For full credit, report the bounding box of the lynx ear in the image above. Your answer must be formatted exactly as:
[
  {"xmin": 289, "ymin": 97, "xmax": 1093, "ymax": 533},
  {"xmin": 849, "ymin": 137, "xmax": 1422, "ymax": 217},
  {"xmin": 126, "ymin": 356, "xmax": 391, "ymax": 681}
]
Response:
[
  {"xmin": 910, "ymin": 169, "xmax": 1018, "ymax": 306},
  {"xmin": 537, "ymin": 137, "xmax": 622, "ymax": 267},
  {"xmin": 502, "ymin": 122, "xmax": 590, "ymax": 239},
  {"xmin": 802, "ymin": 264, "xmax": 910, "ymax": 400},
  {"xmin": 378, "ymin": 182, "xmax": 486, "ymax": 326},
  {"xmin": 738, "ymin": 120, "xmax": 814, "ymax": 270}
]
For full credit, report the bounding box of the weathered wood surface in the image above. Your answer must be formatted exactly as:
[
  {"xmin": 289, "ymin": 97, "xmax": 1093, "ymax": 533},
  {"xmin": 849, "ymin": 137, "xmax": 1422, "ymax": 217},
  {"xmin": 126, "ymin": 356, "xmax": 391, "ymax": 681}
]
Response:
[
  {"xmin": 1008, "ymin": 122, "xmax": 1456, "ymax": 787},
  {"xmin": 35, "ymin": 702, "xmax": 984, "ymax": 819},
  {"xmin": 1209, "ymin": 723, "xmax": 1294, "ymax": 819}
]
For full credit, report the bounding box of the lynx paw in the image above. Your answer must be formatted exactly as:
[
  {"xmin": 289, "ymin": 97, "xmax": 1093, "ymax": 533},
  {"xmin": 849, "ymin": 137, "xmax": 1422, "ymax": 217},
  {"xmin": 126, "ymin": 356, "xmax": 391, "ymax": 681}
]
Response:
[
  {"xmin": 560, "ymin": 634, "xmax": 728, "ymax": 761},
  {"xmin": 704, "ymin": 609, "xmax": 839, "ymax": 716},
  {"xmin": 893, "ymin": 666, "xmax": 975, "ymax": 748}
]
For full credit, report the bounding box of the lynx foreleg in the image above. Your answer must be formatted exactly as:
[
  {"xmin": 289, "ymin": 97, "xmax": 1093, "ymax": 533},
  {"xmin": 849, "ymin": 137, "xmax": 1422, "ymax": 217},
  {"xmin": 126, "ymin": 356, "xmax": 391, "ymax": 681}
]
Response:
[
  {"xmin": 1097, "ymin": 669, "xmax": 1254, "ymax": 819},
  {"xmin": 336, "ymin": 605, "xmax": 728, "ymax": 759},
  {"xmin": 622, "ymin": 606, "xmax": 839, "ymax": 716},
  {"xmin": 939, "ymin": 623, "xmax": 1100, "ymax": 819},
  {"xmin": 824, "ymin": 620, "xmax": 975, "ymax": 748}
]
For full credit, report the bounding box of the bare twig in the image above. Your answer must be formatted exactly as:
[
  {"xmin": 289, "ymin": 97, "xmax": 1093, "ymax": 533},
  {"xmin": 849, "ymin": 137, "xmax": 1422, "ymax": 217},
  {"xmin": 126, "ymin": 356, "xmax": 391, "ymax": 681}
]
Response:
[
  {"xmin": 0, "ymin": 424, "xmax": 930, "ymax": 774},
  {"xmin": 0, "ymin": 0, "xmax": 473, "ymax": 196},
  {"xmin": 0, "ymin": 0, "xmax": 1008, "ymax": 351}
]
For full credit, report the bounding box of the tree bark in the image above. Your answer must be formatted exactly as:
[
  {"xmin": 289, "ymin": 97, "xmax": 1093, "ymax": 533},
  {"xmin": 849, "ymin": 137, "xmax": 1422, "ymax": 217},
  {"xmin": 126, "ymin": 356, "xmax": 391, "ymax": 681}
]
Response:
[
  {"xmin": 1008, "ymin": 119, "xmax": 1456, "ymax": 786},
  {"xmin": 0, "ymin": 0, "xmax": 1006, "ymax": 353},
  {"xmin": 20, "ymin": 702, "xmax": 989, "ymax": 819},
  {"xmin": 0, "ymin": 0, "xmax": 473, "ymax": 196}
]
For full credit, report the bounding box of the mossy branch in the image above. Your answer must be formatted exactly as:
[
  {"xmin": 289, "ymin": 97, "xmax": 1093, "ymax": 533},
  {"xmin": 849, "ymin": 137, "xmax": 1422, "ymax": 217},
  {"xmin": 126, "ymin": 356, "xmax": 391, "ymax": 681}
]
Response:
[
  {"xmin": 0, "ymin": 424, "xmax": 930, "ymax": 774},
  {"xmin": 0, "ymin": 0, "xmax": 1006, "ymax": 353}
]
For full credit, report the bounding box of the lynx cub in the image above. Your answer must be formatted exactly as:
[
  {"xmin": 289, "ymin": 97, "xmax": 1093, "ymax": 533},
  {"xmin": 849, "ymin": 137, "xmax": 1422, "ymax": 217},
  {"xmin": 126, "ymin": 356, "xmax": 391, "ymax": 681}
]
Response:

★ ★ ★ ★

What needs to be done:
Rewrite all of the entries above, putting "full marks" in place of every "full credit" and leaving the rest untouched.

Answer to this exercise:
For full marks, report the bounding box of the lynx ear in the image above. Your answer must be formatted exactly as:
[
  {"xmin": 289, "ymin": 97, "xmax": 1093, "ymax": 533},
  {"xmin": 849, "ymin": 137, "xmax": 1422, "ymax": 217},
  {"xmin": 126, "ymin": 356, "xmax": 391, "ymax": 681}
]
Response:
[
  {"xmin": 910, "ymin": 169, "xmax": 1018, "ymax": 306},
  {"xmin": 537, "ymin": 137, "xmax": 622, "ymax": 267},
  {"xmin": 502, "ymin": 122, "xmax": 590, "ymax": 239},
  {"xmin": 802, "ymin": 264, "xmax": 910, "ymax": 400},
  {"xmin": 378, "ymin": 182, "xmax": 486, "ymax": 326},
  {"xmin": 738, "ymin": 120, "xmax": 814, "ymax": 270}
]
For full marks, report the bounding box of the weathered wood surface in the image above. Your answer must be formatted exactly as:
[
  {"xmin": 289, "ymin": 97, "xmax": 1093, "ymax": 533},
  {"xmin": 849, "ymin": 137, "xmax": 1422, "ymax": 217},
  {"xmin": 126, "ymin": 356, "xmax": 391, "ymax": 681}
]
Response:
[
  {"xmin": 1008, "ymin": 122, "xmax": 1456, "ymax": 787},
  {"xmin": 35, "ymin": 702, "xmax": 984, "ymax": 819},
  {"xmin": 1209, "ymin": 723, "xmax": 1294, "ymax": 819}
]
For full marks, report the bounding box of the lynx paw in the image above. Your answer must be formatted exactly as:
[
  {"xmin": 289, "ymin": 97, "xmax": 1093, "ymax": 533},
  {"xmin": 849, "ymin": 137, "xmax": 1422, "ymax": 217},
  {"xmin": 126, "ymin": 356, "xmax": 391, "ymax": 681}
]
Response:
[
  {"xmin": 560, "ymin": 634, "xmax": 728, "ymax": 761},
  {"xmin": 704, "ymin": 609, "xmax": 839, "ymax": 716},
  {"xmin": 893, "ymin": 666, "xmax": 975, "ymax": 748}
]
For full marks, report the bounding box of the lynx foreleg in the image above. Your answer must be formatted exactly as:
[
  {"xmin": 289, "ymin": 97, "xmax": 1093, "ymax": 533},
  {"xmin": 849, "ymin": 137, "xmax": 1422, "ymax": 217},
  {"xmin": 126, "ymin": 356, "xmax": 391, "ymax": 681}
]
Response:
[
  {"xmin": 1097, "ymin": 669, "xmax": 1254, "ymax": 819},
  {"xmin": 336, "ymin": 605, "xmax": 728, "ymax": 759},
  {"xmin": 622, "ymin": 606, "xmax": 839, "ymax": 716},
  {"xmin": 939, "ymin": 623, "xmax": 1100, "ymax": 819},
  {"xmin": 824, "ymin": 620, "xmax": 975, "ymax": 748}
]
For full marks, report the bounding box of the bare twig in the image above. Your answer must be formatted exactly as:
[
  {"xmin": 289, "ymin": 97, "xmax": 1093, "ymax": 533},
  {"xmin": 849, "ymin": 137, "xmax": 1422, "ymax": 217},
  {"xmin": 126, "ymin": 356, "xmax": 391, "ymax": 681}
]
Response:
[
  {"xmin": 0, "ymin": 424, "xmax": 930, "ymax": 774},
  {"xmin": 0, "ymin": 0, "xmax": 473, "ymax": 196},
  {"xmin": 0, "ymin": 0, "xmax": 1008, "ymax": 351}
]
For full marks, report the bounding box of the tree bark in the image above. Your answer must be formatted exactly as:
[
  {"xmin": 289, "ymin": 97, "xmax": 1093, "ymax": 533},
  {"xmin": 849, "ymin": 137, "xmax": 1422, "ymax": 217},
  {"xmin": 126, "ymin": 356, "xmax": 391, "ymax": 681}
]
Response:
[
  {"xmin": 1008, "ymin": 119, "xmax": 1456, "ymax": 786},
  {"xmin": 0, "ymin": 0, "xmax": 1006, "ymax": 353},
  {"xmin": 20, "ymin": 702, "xmax": 989, "ymax": 819},
  {"xmin": 0, "ymin": 0, "xmax": 473, "ymax": 196}
]
For full marks, report the bounding box of the mossy branch in the image above. Your answer must be formatted exactly as:
[
  {"xmin": 289, "ymin": 97, "xmax": 1093, "ymax": 533},
  {"xmin": 849, "ymin": 137, "xmax": 1422, "ymax": 217},
  {"xmin": 126, "ymin": 356, "xmax": 391, "ymax": 681}
]
Response:
[
  {"xmin": 0, "ymin": 424, "xmax": 930, "ymax": 774},
  {"xmin": 0, "ymin": 0, "xmax": 1006, "ymax": 353}
]
For full marks, report the bounding box of the lynx cub in the image above. Your answer must be formatted exactly as:
[
  {"xmin": 289, "ymin": 97, "xmax": 1093, "ymax": 533},
  {"xmin": 849, "ymin": 137, "xmax": 1422, "ymax": 217},
  {"xmin": 126, "ymin": 356, "xmax": 391, "ymax": 681}
]
Response:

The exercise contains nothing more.